(Point localization data)
....

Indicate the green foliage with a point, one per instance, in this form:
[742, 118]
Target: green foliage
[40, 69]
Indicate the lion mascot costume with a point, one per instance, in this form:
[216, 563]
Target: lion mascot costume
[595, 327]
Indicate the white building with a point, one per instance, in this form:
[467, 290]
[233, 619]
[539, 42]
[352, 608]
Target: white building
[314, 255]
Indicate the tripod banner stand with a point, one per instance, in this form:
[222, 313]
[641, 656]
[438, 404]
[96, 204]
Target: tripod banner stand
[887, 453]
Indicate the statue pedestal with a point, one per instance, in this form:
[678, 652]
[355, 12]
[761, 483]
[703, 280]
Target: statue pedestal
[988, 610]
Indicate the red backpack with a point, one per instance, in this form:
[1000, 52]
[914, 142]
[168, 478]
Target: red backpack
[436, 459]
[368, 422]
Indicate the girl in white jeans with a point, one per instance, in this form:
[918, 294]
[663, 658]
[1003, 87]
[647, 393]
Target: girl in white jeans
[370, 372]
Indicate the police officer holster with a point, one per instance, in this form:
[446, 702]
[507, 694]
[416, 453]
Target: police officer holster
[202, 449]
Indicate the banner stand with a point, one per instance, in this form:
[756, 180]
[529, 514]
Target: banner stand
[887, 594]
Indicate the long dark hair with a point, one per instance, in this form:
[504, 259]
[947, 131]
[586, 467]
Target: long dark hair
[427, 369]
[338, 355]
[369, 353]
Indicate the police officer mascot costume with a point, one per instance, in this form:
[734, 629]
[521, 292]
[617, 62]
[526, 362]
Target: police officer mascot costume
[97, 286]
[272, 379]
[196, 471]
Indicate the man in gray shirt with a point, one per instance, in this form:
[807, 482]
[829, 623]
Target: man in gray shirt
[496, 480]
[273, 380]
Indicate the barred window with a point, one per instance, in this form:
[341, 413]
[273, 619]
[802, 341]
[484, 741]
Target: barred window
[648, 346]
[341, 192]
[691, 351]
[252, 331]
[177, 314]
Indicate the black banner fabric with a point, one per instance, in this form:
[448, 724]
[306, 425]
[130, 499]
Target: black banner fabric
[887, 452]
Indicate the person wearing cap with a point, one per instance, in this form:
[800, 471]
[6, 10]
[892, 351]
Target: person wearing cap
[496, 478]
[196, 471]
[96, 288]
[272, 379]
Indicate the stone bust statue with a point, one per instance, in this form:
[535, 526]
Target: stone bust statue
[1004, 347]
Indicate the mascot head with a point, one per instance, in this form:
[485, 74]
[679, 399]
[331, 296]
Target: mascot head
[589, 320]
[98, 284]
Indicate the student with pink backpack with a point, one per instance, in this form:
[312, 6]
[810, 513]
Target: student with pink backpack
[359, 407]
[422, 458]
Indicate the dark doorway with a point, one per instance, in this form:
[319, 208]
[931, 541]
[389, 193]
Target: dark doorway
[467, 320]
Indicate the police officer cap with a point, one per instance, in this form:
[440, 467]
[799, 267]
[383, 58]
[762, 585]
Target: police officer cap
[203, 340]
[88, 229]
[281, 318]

....

All lines from the one that contains "Target: mascot head" to the end of the records above are to be copied exactly; leave out the rest.

TASK SOLUTION -
Target: mascot head
[589, 320]
[98, 284]
Indicate the student with pink backpack with a point, one per instance, in this form:
[312, 6]
[810, 513]
Target: student with pink backpack
[359, 407]
[422, 458]
Indicate the dark doorway with a point, one per instance, in this form:
[319, 208]
[931, 541]
[389, 193]
Target: dark doorway
[467, 320]
Indicate the police officer cap with a point, one per instance, in this form:
[440, 467]
[799, 267]
[383, 58]
[762, 585]
Target: police officer cap
[203, 340]
[88, 229]
[281, 318]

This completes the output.